→ About this task
After removing every image, reproduce the data exactly as it appears.

● ● ● ● ● ● ●

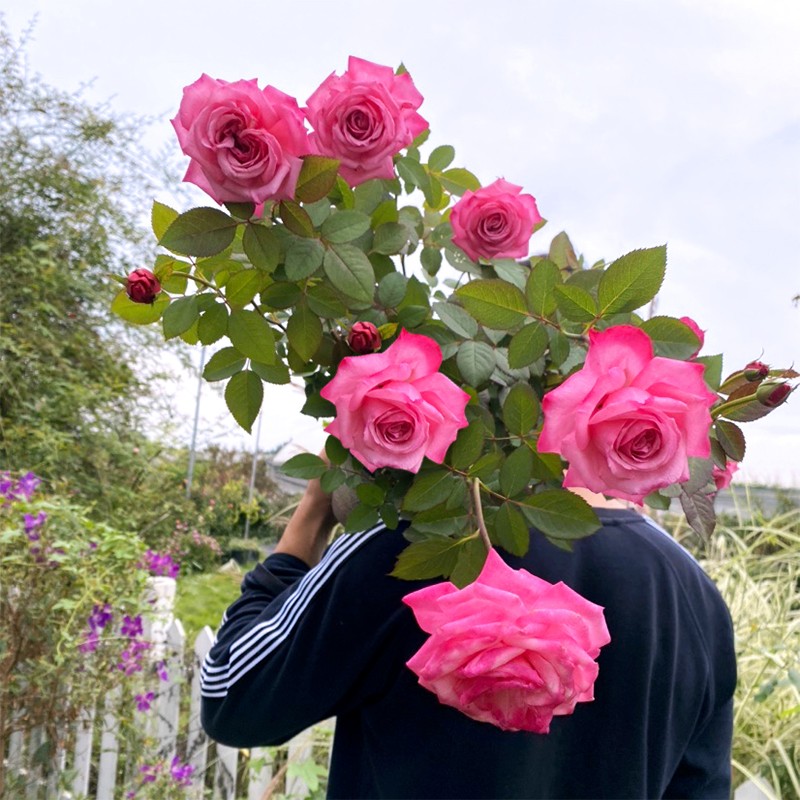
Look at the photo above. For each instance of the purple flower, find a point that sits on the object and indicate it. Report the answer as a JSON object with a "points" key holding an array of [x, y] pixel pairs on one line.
{"points": [[144, 701]]}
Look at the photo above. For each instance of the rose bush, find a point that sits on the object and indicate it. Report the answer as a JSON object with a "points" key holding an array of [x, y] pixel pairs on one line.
{"points": [[364, 118], [245, 143], [510, 648], [628, 422], [395, 408], [495, 222]]}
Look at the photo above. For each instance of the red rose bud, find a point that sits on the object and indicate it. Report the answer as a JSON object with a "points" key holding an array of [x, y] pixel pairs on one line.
{"points": [[363, 338], [756, 371], [773, 394], [142, 286]]}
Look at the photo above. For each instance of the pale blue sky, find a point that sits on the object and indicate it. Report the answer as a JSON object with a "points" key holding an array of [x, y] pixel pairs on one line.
{"points": [[633, 123]]}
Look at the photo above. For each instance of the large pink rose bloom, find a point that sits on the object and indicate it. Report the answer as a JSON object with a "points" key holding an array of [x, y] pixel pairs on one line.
{"points": [[395, 408], [510, 649], [364, 118], [628, 422], [494, 222], [245, 143]]}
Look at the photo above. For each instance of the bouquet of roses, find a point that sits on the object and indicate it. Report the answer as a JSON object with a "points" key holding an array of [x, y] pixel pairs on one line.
{"points": [[470, 383]]}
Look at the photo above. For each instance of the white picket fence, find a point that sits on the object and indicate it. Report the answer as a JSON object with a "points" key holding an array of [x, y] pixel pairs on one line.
{"points": [[97, 766]]}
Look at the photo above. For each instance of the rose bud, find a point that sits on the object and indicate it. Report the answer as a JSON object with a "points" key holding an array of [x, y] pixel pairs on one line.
{"points": [[773, 394], [142, 286], [755, 371], [363, 338]]}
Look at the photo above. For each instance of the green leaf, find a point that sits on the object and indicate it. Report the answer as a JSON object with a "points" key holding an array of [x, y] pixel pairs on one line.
{"points": [[560, 514], [493, 303], [441, 157], [516, 473], [468, 446], [303, 258], [213, 324], [574, 303], [224, 363], [304, 332], [540, 288], [271, 373], [458, 320], [390, 238], [317, 178], [731, 439], [345, 226], [262, 246], [459, 180], [251, 335], [429, 489], [161, 217], [304, 465], [243, 396], [244, 285], [296, 218], [179, 316], [200, 232], [632, 280], [475, 362], [527, 345], [350, 271], [671, 338], [511, 530], [139, 313], [520, 409]]}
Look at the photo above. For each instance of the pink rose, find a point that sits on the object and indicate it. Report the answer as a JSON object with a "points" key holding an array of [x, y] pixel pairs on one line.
{"points": [[245, 143], [364, 118], [394, 408], [510, 649], [696, 330], [627, 422], [723, 476], [494, 222]]}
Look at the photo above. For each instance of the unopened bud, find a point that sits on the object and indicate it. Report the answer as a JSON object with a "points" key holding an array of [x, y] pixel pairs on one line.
{"points": [[772, 394]]}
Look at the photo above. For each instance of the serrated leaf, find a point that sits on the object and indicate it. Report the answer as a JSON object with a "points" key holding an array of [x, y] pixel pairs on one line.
{"points": [[511, 530], [317, 178], [561, 514], [224, 363], [303, 258], [475, 362], [199, 232], [179, 316], [575, 303], [671, 338], [350, 271], [304, 331], [139, 313], [493, 303], [345, 226], [520, 410], [262, 246], [213, 323], [516, 473], [304, 465], [161, 217], [527, 345], [243, 396], [632, 280], [251, 335]]}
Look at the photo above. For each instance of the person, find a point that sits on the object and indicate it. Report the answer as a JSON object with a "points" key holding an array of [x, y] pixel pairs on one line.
{"points": [[321, 631]]}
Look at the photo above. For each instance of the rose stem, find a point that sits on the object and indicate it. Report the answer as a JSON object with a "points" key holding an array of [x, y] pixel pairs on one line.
{"points": [[476, 502]]}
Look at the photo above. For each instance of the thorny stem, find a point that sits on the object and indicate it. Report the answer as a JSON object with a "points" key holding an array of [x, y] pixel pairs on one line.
{"points": [[476, 504]]}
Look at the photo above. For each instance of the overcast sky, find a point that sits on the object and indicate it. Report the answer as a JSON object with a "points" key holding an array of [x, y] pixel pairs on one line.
{"points": [[633, 123]]}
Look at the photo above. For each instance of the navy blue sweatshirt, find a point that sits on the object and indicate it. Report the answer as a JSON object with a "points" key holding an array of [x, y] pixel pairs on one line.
{"points": [[302, 645]]}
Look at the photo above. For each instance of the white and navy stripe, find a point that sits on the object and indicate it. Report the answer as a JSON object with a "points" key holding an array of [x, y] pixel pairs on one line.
{"points": [[263, 639]]}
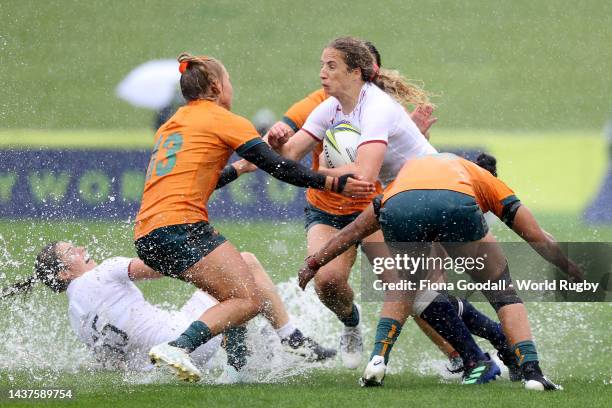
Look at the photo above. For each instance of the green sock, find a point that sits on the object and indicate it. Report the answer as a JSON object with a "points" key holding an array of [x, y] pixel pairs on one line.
{"points": [[525, 351], [196, 334], [235, 346], [387, 331]]}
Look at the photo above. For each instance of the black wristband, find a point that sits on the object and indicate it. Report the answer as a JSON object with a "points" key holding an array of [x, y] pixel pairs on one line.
{"points": [[341, 183]]}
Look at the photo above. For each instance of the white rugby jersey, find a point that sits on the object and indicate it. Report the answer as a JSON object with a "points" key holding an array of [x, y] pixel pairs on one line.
{"points": [[379, 118], [109, 313]]}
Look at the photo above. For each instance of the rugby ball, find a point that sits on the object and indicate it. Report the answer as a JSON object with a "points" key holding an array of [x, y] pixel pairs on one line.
{"points": [[340, 145]]}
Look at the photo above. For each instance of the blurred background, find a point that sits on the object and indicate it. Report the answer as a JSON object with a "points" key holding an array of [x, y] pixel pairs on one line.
{"points": [[528, 81]]}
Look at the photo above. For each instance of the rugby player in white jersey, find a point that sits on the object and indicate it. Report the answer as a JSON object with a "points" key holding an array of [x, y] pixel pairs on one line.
{"points": [[109, 313], [370, 99]]}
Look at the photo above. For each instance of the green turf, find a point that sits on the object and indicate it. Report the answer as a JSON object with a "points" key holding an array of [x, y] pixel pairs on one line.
{"points": [[501, 65], [573, 338], [328, 389]]}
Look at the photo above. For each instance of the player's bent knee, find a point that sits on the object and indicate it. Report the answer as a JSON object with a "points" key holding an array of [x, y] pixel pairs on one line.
{"points": [[327, 284], [258, 302], [249, 258]]}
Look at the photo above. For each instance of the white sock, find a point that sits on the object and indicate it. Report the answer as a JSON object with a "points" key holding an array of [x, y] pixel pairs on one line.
{"points": [[286, 331]]}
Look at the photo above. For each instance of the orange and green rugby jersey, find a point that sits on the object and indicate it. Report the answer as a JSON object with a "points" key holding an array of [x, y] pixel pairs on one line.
{"points": [[190, 151], [446, 171], [327, 201]]}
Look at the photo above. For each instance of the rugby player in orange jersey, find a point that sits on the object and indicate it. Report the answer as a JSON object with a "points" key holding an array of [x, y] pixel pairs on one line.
{"points": [[172, 233], [442, 198]]}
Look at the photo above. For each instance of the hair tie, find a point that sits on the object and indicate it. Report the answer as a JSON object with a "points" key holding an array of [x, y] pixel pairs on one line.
{"points": [[374, 72], [183, 66]]}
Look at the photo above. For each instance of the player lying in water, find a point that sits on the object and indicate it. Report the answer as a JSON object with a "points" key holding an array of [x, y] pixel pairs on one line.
{"points": [[108, 312], [442, 198]]}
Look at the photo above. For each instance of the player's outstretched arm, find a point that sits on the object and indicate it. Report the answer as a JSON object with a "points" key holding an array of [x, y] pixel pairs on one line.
{"points": [[139, 271], [232, 171], [367, 164], [294, 147], [364, 225], [292, 172], [527, 227]]}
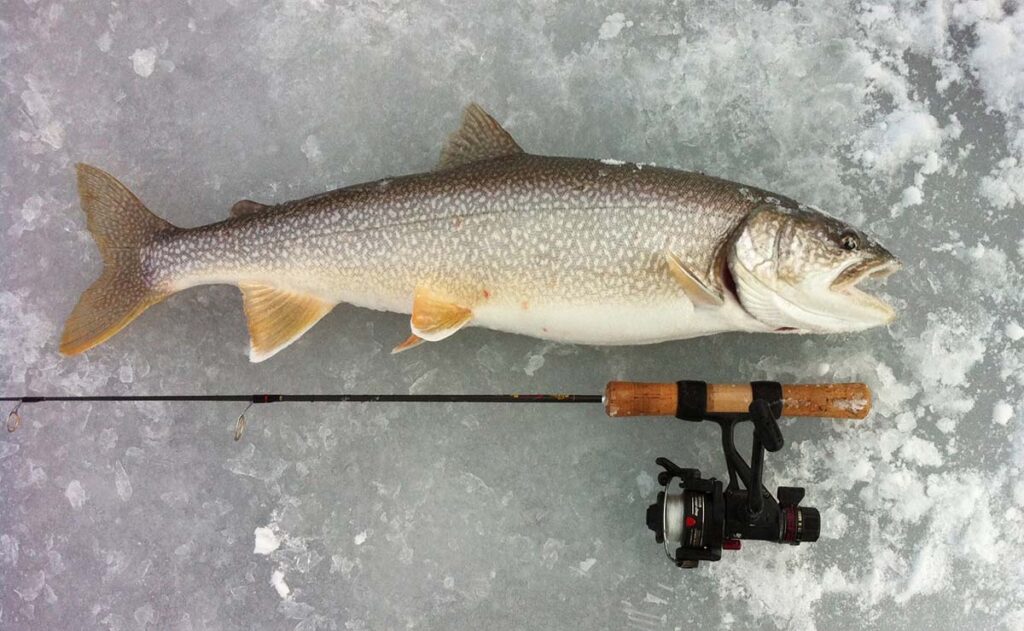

● ● ● ● ● ● ●

→ Written solution
Look at the photo above. For each instance of the purple flower, find a point that sits on the object and indicate it. Report the answer as a JSON object with a "points" key holding an array of [x, y] pixel pairs on one line.
{"points": [[144, 701]]}
Look at the photo above. For each instance of the rose bush, find a point that sits on the object and indicate it. Report the answer as a JSON object with a "points" key holding an array of [x, y] pixel pairs on one line.
{"points": [[364, 118], [245, 143], [510, 648], [628, 422], [395, 408], [495, 222]]}
Look at the photo above. For each instance of the red rose bud, find a point that sits on the object and indicate it. Report the answer as a JSON object with a "points" key holding an array of [x, y] pixel pairs on one line.
{"points": [[363, 338], [756, 371], [773, 394], [142, 286]]}
Look at the photo above. For each instance of the pale blue sky, find a point that sits on the object and indicate it. Report the answer as a JSON object with a "points" key holding an array of [x, y] pixel pairs on one line.
{"points": [[633, 123]]}
Look at the photo above. For each instance of the large pink rose bloom, find a point that sits on the object and indicate it. Report the answer as a JSON object with a "points" key holding an array of [x, y] pixel pairs on one line.
{"points": [[395, 408], [510, 649], [364, 118], [628, 422], [494, 222], [245, 143]]}
Look at the photo above. For each instance of the bouquet of roses, find a point that sits on the object and indicate it. Report the answer as a JSON object with a "points" key holding an array of [x, y] pixel pairs on one line.
{"points": [[470, 383]]}
Look at the photo above. For each instance of the white picket fence, find a point that sits on the object and indicate it. Report the answer as a JSON object with a "points" key holding an array of [x, y] pixel pairs on one line.
{"points": [[97, 766]]}
Look at the photo above. For each instance of the rose bud, find a point that sits on the object and indicate it. Report the answer as a JSON object with a "points" key holding an array of [x, y] pixel pairs on one line.
{"points": [[773, 394], [142, 286], [755, 371], [363, 338]]}
Look at the photo above. For each instance of the green leaf, find a point that sits on the object and indicate it. Report the answer as a JSON object with a "points" key holding an array of [x, y] pixel pairs on one line.
{"points": [[560, 514], [493, 303], [441, 157], [516, 473], [468, 446], [303, 258], [213, 324], [574, 303], [224, 363], [304, 332], [540, 288], [271, 373], [458, 320], [390, 238], [317, 178], [731, 439], [345, 226], [262, 246], [459, 180], [251, 335], [429, 489], [161, 217], [304, 465], [243, 396], [244, 285], [296, 218], [179, 316], [200, 232], [632, 280], [475, 362], [527, 345], [350, 271], [671, 338], [511, 530], [139, 313], [520, 409]]}
Look at the photo above. For each instance of the pink rose, find a point that sits on the object and indicate it. Report the answer as a JSON object with a "points" key holding an array of [x, y] pixel pairs on one line.
{"points": [[245, 143], [364, 118], [394, 408], [510, 649], [696, 330], [627, 422], [723, 476], [494, 222]]}
Look at the photo above. For each instance of the unopened bud, find a point that sits on the object and indicate it. Report the answer as a JSON object with a "points" key holding an array of [x, y] pixel pairs on one line.
{"points": [[772, 394]]}
Look at the photo above. For each instance of the serrated leaf, find a point that sits on the object and indicate it. Report the answer as a JSON object with a "points" key holding an array of [x, y] pixel pairs on one line.
{"points": [[511, 530], [317, 178], [561, 514], [224, 363], [303, 258], [475, 362], [199, 232], [179, 316], [575, 303], [671, 338], [350, 271], [304, 331], [139, 313], [493, 303], [345, 226], [520, 410], [262, 246], [213, 323], [516, 473], [304, 465], [161, 217], [527, 345], [243, 396], [632, 280], [251, 335]]}
Look at the photo above. For each instance of the person, find a point that sits on the object and indicate it. Report the answer as a JSON object with a "points" key holding an array of [x, y] pixel pairs on one line.
{"points": [[321, 631]]}
Look at the photo above. For each instance of the rose stem, find a point that sits on the object and indicate it. Report the answer as a JSON object with a "points" key holding an array of [x, y] pixel pairs on one line.
{"points": [[476, 502]]}
Look at the photo above. For each instance of the thorny stem, find a point that sits on the object and indicate it. Report the answer as a JSON object with a "points" key holding an array of [x, y] pixel pairs on one line.
{"points": [[476, 504]]}
Look at the photo above. For each instance of the overcast sky, find a point that sits on the object and indicate it. Report the answer as a JSON object with a "points" key holding an array of [x, y] pixel pairs on one line.
{"points": [[633, 123]]}
Look at the photo above. For each instance of the navy blue sweatshirt, find a point that sits on the object and indicate it. Report the answer as a JSON object with a "points" key holding an array of [x, y] pixel pairs on one line.
{"points": [[302, 645]]}
Look at the photo above. For each instance of the white and navy stripe, find a point that sits on the object and indicate it. Report the answer as a JSON object with a "points" key holding an array of [x, y] pixel pairs on one line.
{"points": [[263, 639]]}
Look at the photo above. For each instance of the green sock, find a point that sits on the object and indicate it. Report the answer as a JSON object with a "points" key holding an array of [x, y] pixel pairs on one line.
{"points": [[525, 351], [196, 334], [235, 346], [387, 331]]}
Look at the photo above. For each instance of the black wristband, find a point that sits on the object and indicate it. Report the answer as a JSON object with a "points" key holding an array of [x, y] pixel pairs on one line.
{"points": [[341, 183]]}
Look at the photo above. For each instance of the white rugby jersey, find a point that sits on the object and indicate it. Report the answer as a JSON object with a "points" key holding an array of [x, y] pixel pairs on one line.
{"points": [[379, 118], [109, 313]]}
Look at the photo above. For each instance of the rugby ball, find a point that sits on the object and indicate it. Report the answer as a JSON object with a "points" key holding an array of [x, y] pixel pairs on one line.
{"points": [[340, 145]]}
Look at the photo above. For each instance of the blurred background, find a point that sits on the object and indicate it. Report the answer as a JSON object with a "points" key holding an array of [x, y] pixel pairs on one line.
{"points": [[528, 81]]}
Look at the photo above. For each instance of the rugby player in white jersey, find a point that sits on the object and indicate it. Report the answer as a JSON object with a "points" key holding an array of [x, y] pixel pairs on one line.
{"points": [[109, 313], [370, 99]]}
Look at the photo above. For each instance of the green turf, find a point that sits on the object and indicate it. Report the answer as a JSON object with a "points" key holding an array of [x, y] pixel pairs on one line.
{"points": [[501, 65], [573, 338], [328, 389]]}
Look at the photo above. For each instance of the player's bent knee, find a point that sits on the object and indicate it. Report the answer as a JSON object with a "points" key holding an array of [x, y] pixel pairs on one line.
{"points": [[327, 284], [258, 302], [249, 258]]}
Look at the photo above. For each instance of the white sock, find a point that sits on the object and indicate it. Report the answer as a JSON object with a "points" key holding an array of [x, y] pixel pairs on one line.
{"points": [[286, 331]]}
Look at the photo above. For each instance of the orange and green rugby jersey, find a point that sits on the object and indicate it. Report the answer as a JSON object with a "points" key holding an array of [x, y] pixel pairs on one line.
{"points": [[190, 151], [446, 171], [327, 201]]}
Look at the photo above. For each instance of the rugby player in orange jersey, find a point that sits on the object and indicate it. Report the answer as a JSON object with a "points" key holding an array of [x, y] pixel pairs on one line.
{"points": [[172, 233], [442, 198]]}
Look at the photo above. For each instance of the hair tie, find a point that sits on the object and indicate it. Report the answer as a JSON object with a "points" key holding an array of [x, y] pixel pairs on one line.
{"points": [[374, 72], [183, 66]]}
Look at the photo above. For each instance of the player lying in water, find a point that sits on the object and indicate it. Report the answer as a JSON object with a "points" key holding an array of [x, y] pixel pairs on one line.
{"points": [[108, 312], [442, 198]]}
Look at the photo above. For each instance of the player's outstretched arm, find a point that sits on the object and indicate it. Report the answer as a JSON object with a "points" key holding an array of [x, y] pixel pairs on one line.
{"points": [[139, 271], [232, 171], [367, 164], [294, 147], [364, 225], [292, 172], [527, 227]]}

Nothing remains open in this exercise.